WORK TASK: The answer must consist of every line below that holds the word "instance".

*** Opening SUPPLIED DATA ***

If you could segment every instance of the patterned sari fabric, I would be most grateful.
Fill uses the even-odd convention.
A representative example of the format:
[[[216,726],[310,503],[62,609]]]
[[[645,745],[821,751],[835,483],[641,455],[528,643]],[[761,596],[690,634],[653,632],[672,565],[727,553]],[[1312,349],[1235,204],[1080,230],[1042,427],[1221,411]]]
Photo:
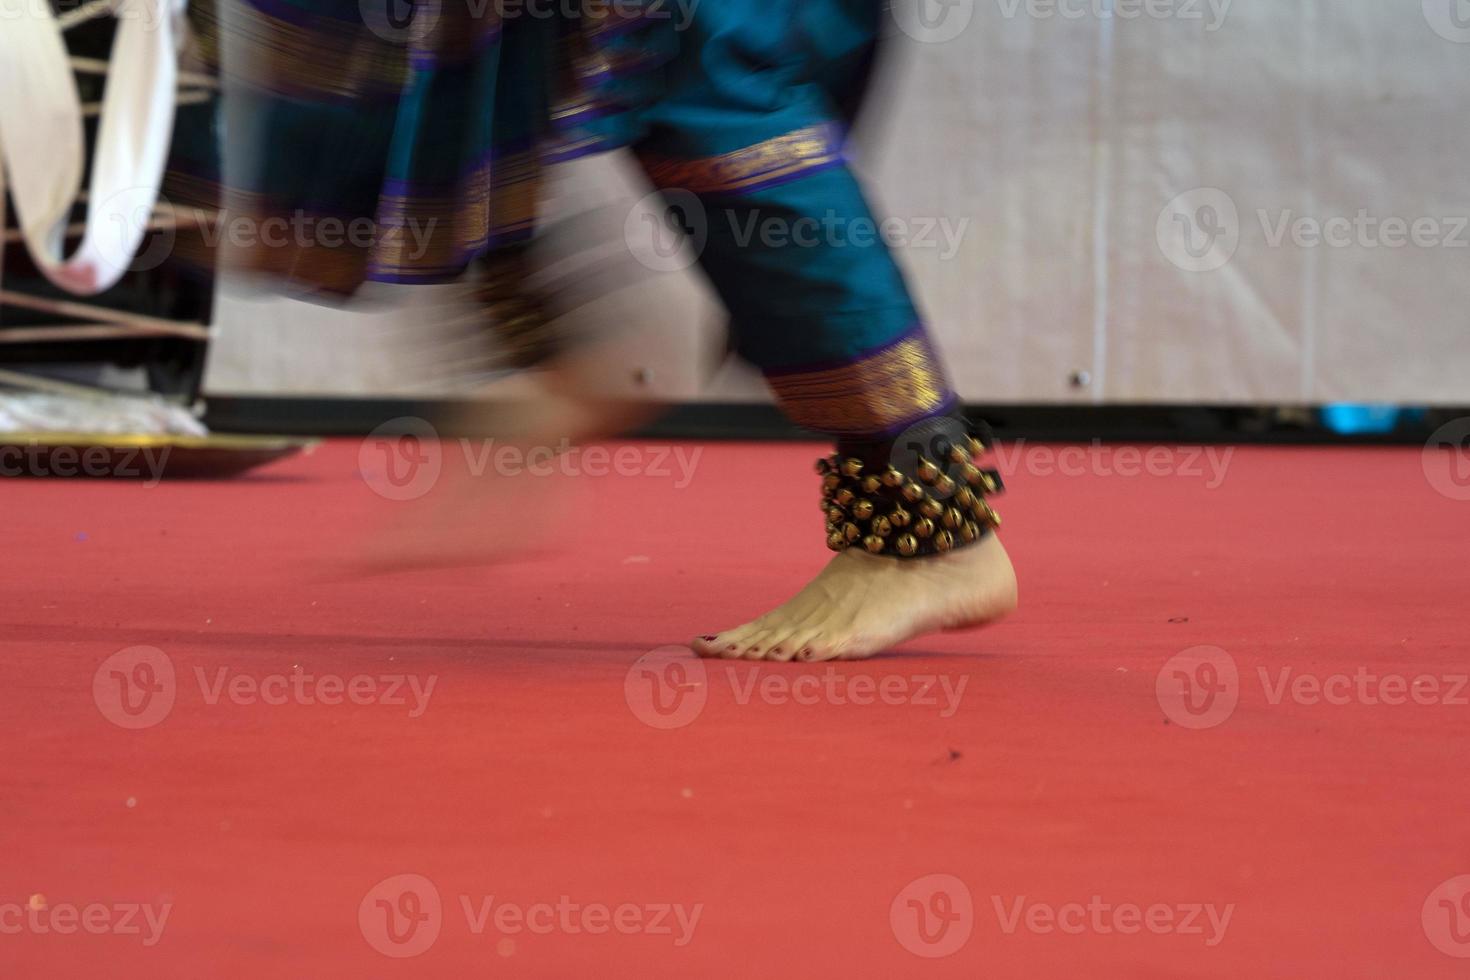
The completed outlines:
[[[548,165],[629,147],[695,202],[736,347],[794,421],[874,437],[953,407],[843,153],[881,0],[216,2],[196,26],[234,83],[228,143],[254,148],[226,214],[296,232],[252,267],[328,294],[493,267]]]

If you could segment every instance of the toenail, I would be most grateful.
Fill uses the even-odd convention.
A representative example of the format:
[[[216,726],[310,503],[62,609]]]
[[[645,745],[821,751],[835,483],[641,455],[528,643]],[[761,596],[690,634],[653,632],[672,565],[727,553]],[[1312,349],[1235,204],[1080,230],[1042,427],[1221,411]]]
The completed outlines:
[[[701,636],[700,639],[701,640],[704,640],[706,643],[708,643],[710,640],[713,640],[714,637],[713,636]]]
[[[780,647],[771,647],[771,652],[772,653],[780,653],[781,652],[781,648]]]

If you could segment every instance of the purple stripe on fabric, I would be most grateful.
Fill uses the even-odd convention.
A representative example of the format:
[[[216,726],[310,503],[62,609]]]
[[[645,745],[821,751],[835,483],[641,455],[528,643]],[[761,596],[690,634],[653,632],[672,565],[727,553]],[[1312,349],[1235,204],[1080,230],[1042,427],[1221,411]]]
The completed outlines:
[[[887,439],[893,436],[901,435],[906,429],[913,426],[916,422],[921,422],[924,419],[932,419],[940,415],[948,415],[950,412],[955,410],[955,407],[959,404],[959,401],[959,396],[951,391],[949,393],[949,397],[947,397],[942,403],[940,403],[939,407],[935,408],[932,411],[920,412],[917,415],[904,419],[902,422],[890,425],[886,429],[879,429],[877,432],[862,432],[857,433],[857,435],[861,437],[875,439]]]

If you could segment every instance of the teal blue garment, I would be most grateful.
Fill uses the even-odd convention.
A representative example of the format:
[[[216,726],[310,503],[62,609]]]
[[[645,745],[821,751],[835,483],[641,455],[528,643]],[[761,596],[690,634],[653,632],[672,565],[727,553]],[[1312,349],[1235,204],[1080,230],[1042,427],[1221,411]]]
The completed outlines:
[[[843,157],[881,0],[586,0],[580,15],[512,16],[534,6],[518,0],[504,17],[419,0],[402,37],[382,18],[366,28],[358,0],[220,2],[259,62],[235,59],[231,143],[256,151],[227,206],[376,222],[368,247],[272,249],[260,268],[328,293],[454,278],[534,235],[546,165],[629,147],[701,224],[735,345],[785,379],[778,394],[805,369],[832,399],[877,393],[869,410],[798,421],[887,430],[952,404],[892,255],[860,234],[877,220]],[[281,57],[303,43],[319,64]],[[772,223],[787,235],[752,237]]]

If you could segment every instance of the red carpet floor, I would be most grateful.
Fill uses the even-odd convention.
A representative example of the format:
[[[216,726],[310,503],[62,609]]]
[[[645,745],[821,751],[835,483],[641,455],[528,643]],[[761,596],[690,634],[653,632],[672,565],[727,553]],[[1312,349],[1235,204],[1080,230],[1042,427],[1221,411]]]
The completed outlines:
[[[637,663],[826,553],[813,447],[635,448],[545,480],[555,548],[360,579],[355,442],[0,484],[0,976],[1470,970],[1417,450],[1012,450],[1020,613],[826,667]]]

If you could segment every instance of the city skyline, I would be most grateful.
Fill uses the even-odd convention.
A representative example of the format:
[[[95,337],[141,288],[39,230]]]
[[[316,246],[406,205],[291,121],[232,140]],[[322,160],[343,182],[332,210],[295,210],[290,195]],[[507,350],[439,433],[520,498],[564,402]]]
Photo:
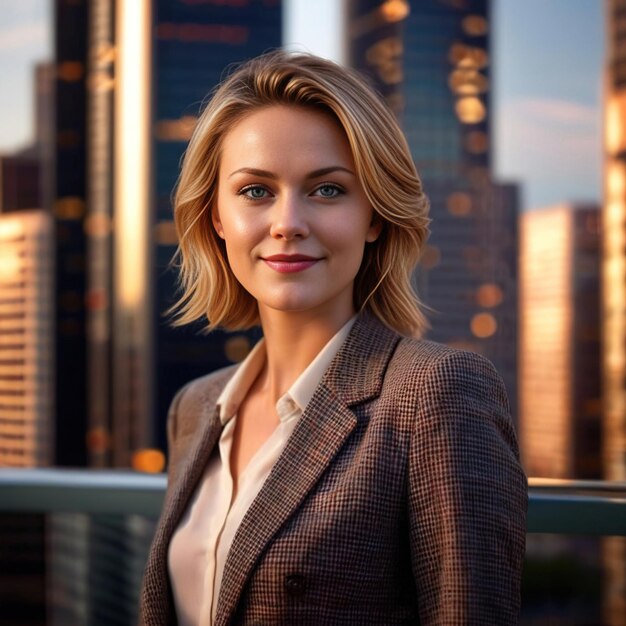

*** Closing SUPPLIED DATA ***

ANSWER SPACE:
If you could segment every instance of the patterned sari fabric, I would be most grateful.
If you could segment every instance of the toenail, I would be most grateful.
If you could segment every instance of the purple stripe on fabric, I would be most grateful.
If you could segment every instance of the teal blue garment, I would be most grateful.
If you could segment every instance of the red carpet floor, I would be most grateful.
If you could segment every instance of the city skyline, I would be most grateful.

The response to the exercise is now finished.